Instructions to follow: Please set down each record exactly as it appears, but leave out any pictures.

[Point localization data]
● ● ● ●
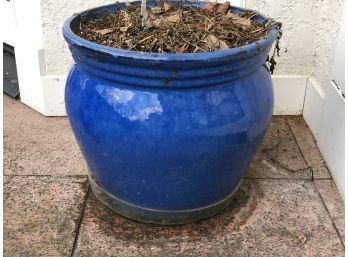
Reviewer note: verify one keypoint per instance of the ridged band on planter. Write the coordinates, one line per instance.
(173, 132)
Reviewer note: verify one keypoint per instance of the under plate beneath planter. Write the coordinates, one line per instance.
(163, 217)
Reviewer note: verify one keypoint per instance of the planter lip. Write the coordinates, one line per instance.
(245, 51)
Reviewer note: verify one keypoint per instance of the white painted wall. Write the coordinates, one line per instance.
(302, 78)
(309, 46)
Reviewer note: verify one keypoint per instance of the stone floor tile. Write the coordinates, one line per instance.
(333, 201)
(308, 146)
(279, 156)
(267, 218)
(34, 144)
(41, 215)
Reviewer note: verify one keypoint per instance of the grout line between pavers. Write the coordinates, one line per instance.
(79, 223)
(315, 186)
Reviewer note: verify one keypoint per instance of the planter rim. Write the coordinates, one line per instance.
(244, 51)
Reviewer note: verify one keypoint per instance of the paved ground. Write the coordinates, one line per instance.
(288, 205)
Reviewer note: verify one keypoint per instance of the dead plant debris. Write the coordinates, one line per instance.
(170, 28)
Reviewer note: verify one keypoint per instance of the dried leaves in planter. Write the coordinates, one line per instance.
(171, 28)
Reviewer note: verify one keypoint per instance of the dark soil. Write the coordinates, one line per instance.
(169, 28)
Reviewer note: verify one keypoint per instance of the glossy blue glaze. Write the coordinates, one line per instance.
(168, 131)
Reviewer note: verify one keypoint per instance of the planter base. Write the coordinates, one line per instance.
(163, 217)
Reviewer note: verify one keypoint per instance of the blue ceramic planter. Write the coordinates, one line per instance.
(167, 137)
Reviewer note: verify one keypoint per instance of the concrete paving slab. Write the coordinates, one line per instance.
(279, 156)
(41, 215)
(34, 144)
(308, 146)
(333, 201)
(267, 218)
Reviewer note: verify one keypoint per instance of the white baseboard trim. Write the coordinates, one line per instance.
(53, 87)
(324, 113)
(289, 93)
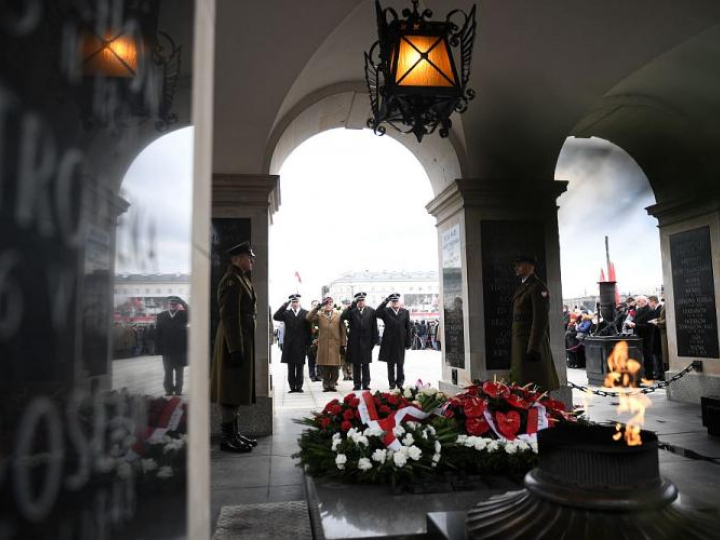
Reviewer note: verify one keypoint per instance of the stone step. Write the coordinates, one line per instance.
(268, 521)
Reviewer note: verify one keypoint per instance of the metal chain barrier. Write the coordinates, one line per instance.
(694, 366)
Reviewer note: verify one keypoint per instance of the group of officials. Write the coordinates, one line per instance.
(233, 377)
(352, 333)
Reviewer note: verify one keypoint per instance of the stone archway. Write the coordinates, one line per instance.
(347, 106)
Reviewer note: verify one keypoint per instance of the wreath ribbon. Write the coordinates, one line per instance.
(370, 417)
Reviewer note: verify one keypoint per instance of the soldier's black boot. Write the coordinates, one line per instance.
● ● ● ●
Answer box:
Reviewer note: verify one keypoint per instance of the ridged band on planter. Write the coordinates, one line per instance.
(173, 132)
Reviewer note: verify one keypoint per instance of the under plate beneath planter. Write the coordinates, one line per instance.
(163, 217)
Reviewer note: verify one keypoint per instance of the planter lip. Write the coordinates, one line per instance.
(245, 51)
Reviewer note: verify one keypoint per instance of the white painted wall. Write the coordinates, one line per instance.
(302, 78)
(309, 46)
Reviewer note: verify one keypoint per instance of the stone floor tile. Write the coordinates, one line per instance.
(333, 201)
(308, 146)
(279, 156)
(267, 218)
(34, 144)
(41, 215)
Reviewer note: verify one keypoint per instance of the grout line between pavers. Write the coordinates, one line per instance.
(79, 223)
(315, 186)
Reviewer note: verify one keypoint per instance of the planter rim. Write the coordinates, one line per instance.
(244, 51)
Reviewer note: verify one keypoint per instance of the paved ground. Write the coordinates, one line per instance.
(288, 205)
Reviewer note: verify one keypoint per instance of the dead plant debris. Write the coordinates, one line per instance.
(170, 28)
Reviewer note: verify one keypoint per instance of the dried leaves in planter. Write the coordinates, one line per instance.
(171, 28)
Reviewer note: verify one keypoint per instance of the dark soil. Write the coordinates, one line per instance.
(169, 28)
Reviewer note: verify one keypoint per instance of the glossy blue glaze. Write the coordinates, one line per instance.
(168, 131)
Reviewer note: verify one keypoint per instance of the planter base. Write the coordinates, one line per instance.
(163, 217)
Reviewer note: verify one keypoint per instance of the blue ceramic planter. Write the coordinates, one line per instance.
(167, 137)
Reviewer note: verify one keypoint per instance of the concrete paving slab. Write the coordinates, one line per instance.
(279, 156)
(41, 215)
(34, 144)
(308, 146)
(333, 201)
(267, 218)
Reviewer note: verify one keypoint per instance of the white baseboard trim. Write the coordinates, one line per instance.
(53, 87)
(324, 113)
(289, 93)
Reviewer note: verify one keypoint per instance of the stone step. Write the coordinates, one line per instance.
(268, 521)
Reviewer note: verify one keypoint per instance of the metal chain barrier. Write the coordinates, one line per instance.
(694, 366)
Reviewer note: verify one keypoint per instance of the group of officials. Write the coordinates, one line per instance.
(233, 377)
(352, 333)
Reviewer note: verify one keypoint per instance of the stone archway. Write the coordinates, one line per instance.
(347, 106)
Reviewer note: verify one keypoint per instance of the wreath ribbon. Write the coordinates, one line per instance.
(370, 417)
Reviewer note: verify one keypoint per instance of the soldier's black boot. Write the coordinates, one line per instance.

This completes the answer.